Please pick out each line below that contains the word "clicks" and copy those lines in full.

┌─ Dataset records

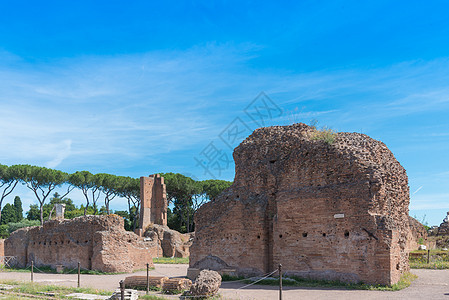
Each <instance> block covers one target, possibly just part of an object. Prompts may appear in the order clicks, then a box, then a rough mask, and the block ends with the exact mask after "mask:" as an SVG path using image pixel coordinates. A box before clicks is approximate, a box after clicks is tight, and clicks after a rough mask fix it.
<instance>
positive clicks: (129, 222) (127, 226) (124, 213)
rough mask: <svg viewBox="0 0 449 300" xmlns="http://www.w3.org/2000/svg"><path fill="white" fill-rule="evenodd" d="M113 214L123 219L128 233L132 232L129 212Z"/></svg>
mask: <svg viewBox="0 0 449 300" xmlns="http://www.w3.org/2000/svg"><path fill="white" fill-rule="evenodd" d="M114 214H116V215H118V216H120V217H122V218H123V219H124V223H125V229H126V230H128V231H131V230H133V223H132V221H131V219H130V216H129V212H127V211H126V210H116V211H115V212H114Z"/></svg>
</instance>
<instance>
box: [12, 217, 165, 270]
mask: <svg viewBox="0 0 449 300" xmlns="http://www.w3.org/2000/svg"><path fill="white" fill-rule="evenodd" d="M156 251H157V245H156V244H155V243H151V242H144V241H143V239H142V238H140V237H139V236H137V235H136V234H134V233H132V232H128V231H125V229H124V227H123V218H121V217H119V216H116V215H109V216H86V217H78V218H75V219H72V220H63V221H60V220H53V221H48V222H45V223H44V225H43V226H36V227H29V228H23V229H19V230H17V231H15V232H13V233H12V234H11V236H10V237H9V238H8V239H6V240H5V255H7V256H16V257H17V259H18V263H19V267H25V266H29V265H30V264H31V261H33V262H34V264H35V265H36V266H37V267H39V266H52V267H54V268H55V267H56V265H63V266H65V267H67V268H76V267H77V265H78V262H80V263H81V267H82V268H85V269H92V270H99V271H103V272H131V271H133V270H137V269H142V268H145V267H146V263H150V264H152V257H155V256H156Z"/></svg>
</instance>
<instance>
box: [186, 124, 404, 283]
mask: <svg viewBox="0 0 449 300" xmlns="http://www.w3.org/2000/svg"><path fill="white" fill-rule="evenodd" d="M315 133H316V131H315V130H314V129H313V128H311V127H309V126H307V125H304V124H295V125H291V126H282V127H281V126H275V127H269V128H260V129H258V130H256V131H255V132H254V133H253V134H252V135H251V136H250V137H248V138H247V139H246V140H245V141H243V142H242V143H241V144H240V145H239V146H238V147H237V148H236V149H235V150H234V160H235V167H236V175H235V180H234V183H233V185H232V186H231V187H230V188H229V189H228V190H226V191H225V192H224V193H222V194H221V195H220V196H218V197H217V199H214V200H213V201H211V202H209V203H206V204H205V205H203V206H202V207H201V208H200V209H199V210H198V212H197V213H196V217H195V228H196V231H195V240H194V242H193V245H192V247H191V249H190V252H191V255H190V267H191V268H198V269H214V270H223V269H234V270H236V273H237V274H242V275H253V274H258V275H261V274H265V273H269V272H271V271H274V270H276V268H277V266H278V264H282V265H283V270H284V271H285V272H286V273H287V274H292V275H293V274H294V275H297V276H301V277H309V278H317V279H326V280H341V281H345V282H359V281H363V282H366V283H373V284H393V283H396V282H397V281H398V280H399V278H400V276H401V274H402V273H404V272H406V271H408V270H409V265H408V252H407V247H406V241H407V235H408V231H409V220H408V205H409V188H408V179H407V175H406V172H405V170H404V168H403V167H402V166H401V165H400V164H399V162H397V160H396V159H395V158H394V156H393V154H392V153H391V151H389V150H388V148H387V147H386V146H385V144H383V143H382V142H379V141H376V140H373V139H371V138H370V137H368V136H366V135H363V134H357V133H338V134H336V135H335V141H334V143H332V144H328V143H326V142H325V141H323V140H320V139H319V138H318V139H315V138H313V136H314V134H315Z"/></svg>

└─

• _Your solution_:
Each <instance> block covers one target, possibly just part of an object. Prompts may appear in the order clicks, then a box, then a rough mask, and the block ends with the exact mask after "mask:" as an SVG path using image pixel coordinates. A box before clicks is approximate, a box after clicks is tight, and clicks after a rough mask fix it.
positive clicks: (129, 222) (127, 226) (124, 213)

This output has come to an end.